Set task: Locate the line that contains "[tag] road (a dot for each instance)". Reproduce it and all following lines up to the end of the material, exactly and with nothing added.

Stored records
<<<<

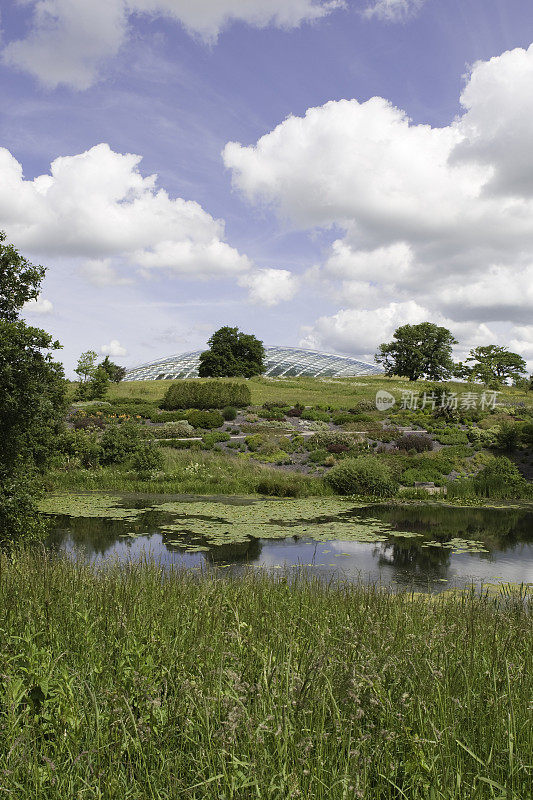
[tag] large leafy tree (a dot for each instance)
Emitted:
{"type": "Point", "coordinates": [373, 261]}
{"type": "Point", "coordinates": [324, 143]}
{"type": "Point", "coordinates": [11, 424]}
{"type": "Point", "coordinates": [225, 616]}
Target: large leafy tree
{"type": "Point", "coordinates": [418, 351]}
{"type": "Point", "coordinates": [20, 281]}
{"type": "Point", "coordinates": [232, 354]}
{"type": "Point", "coordinates": [492, 365]}
{"type": "Point", "coordinates": [32, 398]}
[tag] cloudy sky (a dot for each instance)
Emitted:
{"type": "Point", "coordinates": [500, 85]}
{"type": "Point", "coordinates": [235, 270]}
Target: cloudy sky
{"type": "Point", "coordinates": [316, 172]}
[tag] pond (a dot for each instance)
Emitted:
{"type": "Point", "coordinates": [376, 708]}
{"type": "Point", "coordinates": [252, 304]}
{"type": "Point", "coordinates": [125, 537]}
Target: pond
{"type": "Point", "coordinates": [426, 547]}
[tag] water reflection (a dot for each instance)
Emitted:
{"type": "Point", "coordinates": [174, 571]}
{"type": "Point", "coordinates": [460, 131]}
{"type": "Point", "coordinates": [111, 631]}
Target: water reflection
{"type": "Point", "coordinates": [507, 535]}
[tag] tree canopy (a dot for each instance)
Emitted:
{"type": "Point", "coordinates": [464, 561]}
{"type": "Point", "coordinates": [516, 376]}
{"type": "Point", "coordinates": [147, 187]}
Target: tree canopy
{"type": "Point", "coordinates": [418, 351]}
{"type": "Point", "coordinates": [20, 281]}
{"type": "Point", "coordinates": [32, 397]}
{"type": "Point", "coordinates": [492, 365]}
{"type": "Point", "coordinates": [232, 354]}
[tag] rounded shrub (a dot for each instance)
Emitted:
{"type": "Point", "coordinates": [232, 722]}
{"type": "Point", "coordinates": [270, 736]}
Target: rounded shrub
{"type": "Point", "coordinates": [147, 459]}
{"type": "Point", "coordinates": [362, 475]}
{"type": "Point", "coordinates": [419, 442]}
{"type": "Point", "coordinates": [205, 419]}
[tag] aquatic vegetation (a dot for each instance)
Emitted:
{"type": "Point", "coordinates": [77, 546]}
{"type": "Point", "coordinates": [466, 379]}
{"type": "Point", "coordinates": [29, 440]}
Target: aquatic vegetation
{"type": "Point", "coordinates": [85, 505]}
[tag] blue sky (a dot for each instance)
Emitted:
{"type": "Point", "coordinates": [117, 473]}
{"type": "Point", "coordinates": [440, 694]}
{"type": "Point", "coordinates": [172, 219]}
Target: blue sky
{"type": "Point", "coordinates": [319, 179]}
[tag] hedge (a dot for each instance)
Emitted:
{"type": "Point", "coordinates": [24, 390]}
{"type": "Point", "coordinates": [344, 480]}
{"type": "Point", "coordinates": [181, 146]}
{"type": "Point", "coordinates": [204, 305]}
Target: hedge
{"type": "Point", "coordinates": [206, 394]}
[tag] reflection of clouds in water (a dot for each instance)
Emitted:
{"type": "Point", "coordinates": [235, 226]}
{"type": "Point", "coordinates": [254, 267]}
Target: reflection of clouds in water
{"type": "Point", "coordinates": [367, 562]}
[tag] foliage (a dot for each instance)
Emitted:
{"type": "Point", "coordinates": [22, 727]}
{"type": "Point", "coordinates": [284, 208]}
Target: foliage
{"type": "Point", "coordinates": [509, 436]}
{"type": "Point", "coordinates": [113, 371]}
{"type": "Point", "coordinates": [229, 413]}
{"type": "Point", "coordinates": [210, 439]}
{"type": "Point", "coordinates": [363, 475]}
{"type": "Point", "coordinates": [206, 394]}
{"type": "Point", "coordinates": [172, 430]}
{"type": "Point", "coordinates": [120, 442]}
{"type": "Point", "coordinates": [32, 403]}
{"type": "Point", "coordinates": [20, 281]}
{"type": "Point", "coordinates": [328, 439]}
{"type": "Point", "coordinates": [232, 353]}
{"type": "Point", "coordinates": [79, 447]}
{"type": "Point", "coordinates": [451, 436]}
{"type": "Point", "coordinates": [255, 441]}
{"type": "Point", "coordinates": [502, 479]}
{"type": "Point", "coordinates": [146, 459]}
{"type": "Point", "coordinates": [86, 366]}
{"type": "Point", "coordinates": [420, 442]}
{"type": "Point", "coordinates": [418, 351]}
{"type": "Point", "coordinates": [205, 419]}
{"type": "Point", "coordinates": [492, 365]}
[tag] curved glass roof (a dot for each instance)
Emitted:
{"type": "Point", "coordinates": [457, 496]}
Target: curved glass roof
{"type": "Point", "coordinates": [288, 362]}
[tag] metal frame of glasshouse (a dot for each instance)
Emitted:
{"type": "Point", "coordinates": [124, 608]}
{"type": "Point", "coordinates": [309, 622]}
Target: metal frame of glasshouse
{"type": "Point", "coordinates": [281, 362]}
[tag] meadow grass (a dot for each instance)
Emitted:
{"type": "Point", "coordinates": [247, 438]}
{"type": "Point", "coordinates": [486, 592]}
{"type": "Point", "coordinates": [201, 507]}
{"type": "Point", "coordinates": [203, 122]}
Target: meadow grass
{"type": "Point", "coordinates": [192, 472]}
{"type": "Point", "coordinates": [337, 393]}
{"type": "Point", "coordinates": [133, 682]}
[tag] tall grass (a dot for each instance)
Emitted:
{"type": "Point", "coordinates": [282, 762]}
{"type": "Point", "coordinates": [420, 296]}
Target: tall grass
{"type": "Point", "coordinates": [132, 682]}
{"type": "Point", "coordinates": [343, 393]}
{"type": "Point", "coordinates": [193, 472]}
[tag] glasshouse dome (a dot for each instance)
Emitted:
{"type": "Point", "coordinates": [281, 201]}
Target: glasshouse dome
{"type": "Point", "coordinates": [281, 362]}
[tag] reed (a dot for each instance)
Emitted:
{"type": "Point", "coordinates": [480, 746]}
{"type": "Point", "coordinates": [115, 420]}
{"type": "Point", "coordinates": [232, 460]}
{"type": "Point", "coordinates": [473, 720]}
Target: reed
{"type": "Point", "coordinates": [138, 682]}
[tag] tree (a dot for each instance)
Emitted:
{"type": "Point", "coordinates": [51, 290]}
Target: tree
{"type": "Point", "coordinates": [114, 372]}
{"type": "Point", "coordinates": [232, 354]}
{"type": "Point", "coordinates": [86, 366]}
{"type": "Point", "coordinates": [32, 399]}
{"type": "Point", "coordinates": [20, 281]}
{"type": "Point", "coordinates": [418, 351]}
{"type": "Point", "coordinates": [493, 365]}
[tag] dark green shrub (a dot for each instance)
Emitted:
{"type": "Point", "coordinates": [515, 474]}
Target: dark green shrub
{"type": "Point", "coordinates": [120, 442]}
{"type": "Point", "coordinates": [204, 394]}
{"type": "Point", "coordinates": [362, 475]}
{"type": "Point", "coordinates": [420, 442]}
{"type": "Point", "coordinates": [509, 437]}
{"type": "Point", "coordinates": [79, 447]}
{"type": "Point", "coordinates": [147, 459]}
{"type": "Point", "coordinates": [501, 480]}
{"type": "Point", "coordinates": [205, 419]}
{"type": "Point", "coordinates": [418, 475]}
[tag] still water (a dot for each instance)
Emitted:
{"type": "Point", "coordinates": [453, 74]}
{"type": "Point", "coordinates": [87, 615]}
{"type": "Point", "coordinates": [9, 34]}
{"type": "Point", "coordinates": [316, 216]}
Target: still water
{"type": "Point", "coordinates": [503, 551]}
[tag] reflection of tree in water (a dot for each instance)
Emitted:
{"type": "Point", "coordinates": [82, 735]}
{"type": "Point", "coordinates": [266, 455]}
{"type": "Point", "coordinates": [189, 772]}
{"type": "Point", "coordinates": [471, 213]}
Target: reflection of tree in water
{"type": "Point", "coordinates": [501, 528]}
{"type": "Point", "coordinates": [237, 552]}
{"type": "Point", "coordinates": [405, 556]}
{"type": "Point", "coordinates": [95, 536]}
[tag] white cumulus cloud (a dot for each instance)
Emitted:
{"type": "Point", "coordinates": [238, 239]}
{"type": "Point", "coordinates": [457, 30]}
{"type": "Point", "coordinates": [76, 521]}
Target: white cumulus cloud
{"type": "Point", "coordinates": [69, 39]}
{"type": "Point", "coordinates": [393, 10]}
{"type": "Point", "coordinates": [441, 218]}
{"type": "Point", "coordinates": [269, 287]}
{"type": "Point", "coordinates": [38, 306]}
{"type": "Point", "coordinates": [97, 206]}
{"type": "Point", "coordinates": [114, 348]}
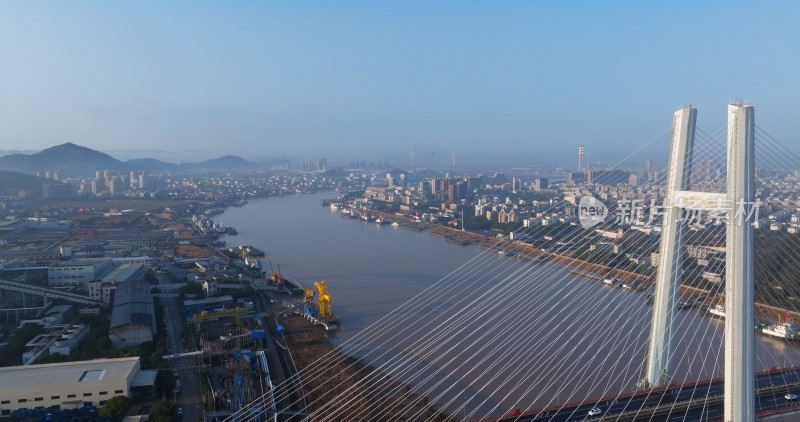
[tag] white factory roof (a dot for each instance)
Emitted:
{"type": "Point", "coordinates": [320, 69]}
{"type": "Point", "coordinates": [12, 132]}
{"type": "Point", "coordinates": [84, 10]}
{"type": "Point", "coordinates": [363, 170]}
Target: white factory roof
{"type": "Point", "coordinates": [66, 373]}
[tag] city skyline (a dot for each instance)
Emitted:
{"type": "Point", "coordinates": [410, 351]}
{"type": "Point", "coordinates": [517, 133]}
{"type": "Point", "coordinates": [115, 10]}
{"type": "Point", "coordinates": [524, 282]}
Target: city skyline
{"type": "Point", "coordinates": [489, 83]}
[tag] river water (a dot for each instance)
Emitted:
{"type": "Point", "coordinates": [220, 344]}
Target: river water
{"type": "Point", "coordinates": [546, 335]}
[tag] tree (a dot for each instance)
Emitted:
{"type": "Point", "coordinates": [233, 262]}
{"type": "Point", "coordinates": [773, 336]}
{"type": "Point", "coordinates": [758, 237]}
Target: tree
{"type": "Point", "coordinates": [164, 411]}
{"type": "Point", "coordinates": [116, 407]}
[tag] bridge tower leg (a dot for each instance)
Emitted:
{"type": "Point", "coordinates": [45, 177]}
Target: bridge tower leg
{"type": "Point", "coordinates": [668, 278]}
{"type": "Point", "coordinates": [739, 274]}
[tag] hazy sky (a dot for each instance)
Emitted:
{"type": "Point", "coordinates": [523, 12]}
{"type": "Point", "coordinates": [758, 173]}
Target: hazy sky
{"type": "Point", "coordinates": [369, 80]}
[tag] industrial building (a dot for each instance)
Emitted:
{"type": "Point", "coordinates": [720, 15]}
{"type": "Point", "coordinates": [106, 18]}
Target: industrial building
{"type": "Point", "coordinates": [104, 288]}
{"type": "Point", "coordinates": [71, 385]}
{"type": "Point", "coordinates": [78, 271]}
{"type": "Point", "coordinates": [133, 319]}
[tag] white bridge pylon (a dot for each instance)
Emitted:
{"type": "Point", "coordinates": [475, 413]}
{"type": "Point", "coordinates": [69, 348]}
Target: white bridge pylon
{"type": "Point", "coordinates": [738, 206]}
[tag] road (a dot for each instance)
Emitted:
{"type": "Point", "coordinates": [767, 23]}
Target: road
{"type": "Point", "coordinates": [190, 398]}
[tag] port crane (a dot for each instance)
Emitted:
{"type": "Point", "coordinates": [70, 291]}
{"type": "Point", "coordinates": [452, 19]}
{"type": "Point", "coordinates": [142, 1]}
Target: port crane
{"type": "Point", "coordinates": [324, 299]}
{"type": "Point", "coordinates": [325, 309]}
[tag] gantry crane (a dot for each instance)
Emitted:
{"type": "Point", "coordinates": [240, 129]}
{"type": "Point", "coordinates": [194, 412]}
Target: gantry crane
{"type": "Point", "coordinates": [325, 309]}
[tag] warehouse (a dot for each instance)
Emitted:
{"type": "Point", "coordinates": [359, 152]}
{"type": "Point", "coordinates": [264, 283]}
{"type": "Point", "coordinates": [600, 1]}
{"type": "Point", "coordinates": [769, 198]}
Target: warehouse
{"type": "Point", "coordinates": [133, 319]}
{"type": "Point", "coordinates": [71, 385]}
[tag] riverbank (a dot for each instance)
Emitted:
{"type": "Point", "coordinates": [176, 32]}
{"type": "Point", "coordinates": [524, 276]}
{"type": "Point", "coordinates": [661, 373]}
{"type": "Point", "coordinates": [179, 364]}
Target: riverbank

>>>>

Solved exercise:
[tag] road (a dot for each instance)
Emitted:
{"type": "Point", "coordinates": [767, 23]}
Target: road
{"type": "Point", "coordinates": [190, 398]}
[tag] port crane (a dot for each instance)
Emitted:
{"type": "Point", "coordinates": [70, 291]}
{"type": "Point", "coordinates": [452, 19]}
{"type": "Point", "coordinates": [142, 1]}
Target: port crane
{"type": "Point", "coordinates": [324, 299]}
{"type": "Point", "coordinates": [325, 309]}
[tag] gantry crane (a dot for each instance)
Emitted:
{"type": "Point", "coordinates": [240, 129]}
{"type": "Point", "coordinates": [194, 412]}
Target: gantry crane
{"type": "Point", "coordinates": [325, 309]}
[tag] warehouse (a dot for each instance)
Emitted:
{"type": "Point", "coordinates": [359, 152]}
{"type": "Point", "coordinates": [264, 283]}
{"type": "Point", "coordinates": [600, 1]}
{"type": "Point", "coordinates": [769, 198]}
Target: warehouse
{"type": "Point", "coordinates": [133, 319]}
{"type": "Point", "coordinates": [71, 385]}
[tag] riverbank (a dot for each instance)
Emitted:
{"type": "Point", "coordinates": [176, 32]}
{"type": "Point", "coordinates": [524, 276]}
{"type": "Point", "coordinates": [661, 373]}
{"type": "Point", "coordinates": [179, 364]}
Target: riverbank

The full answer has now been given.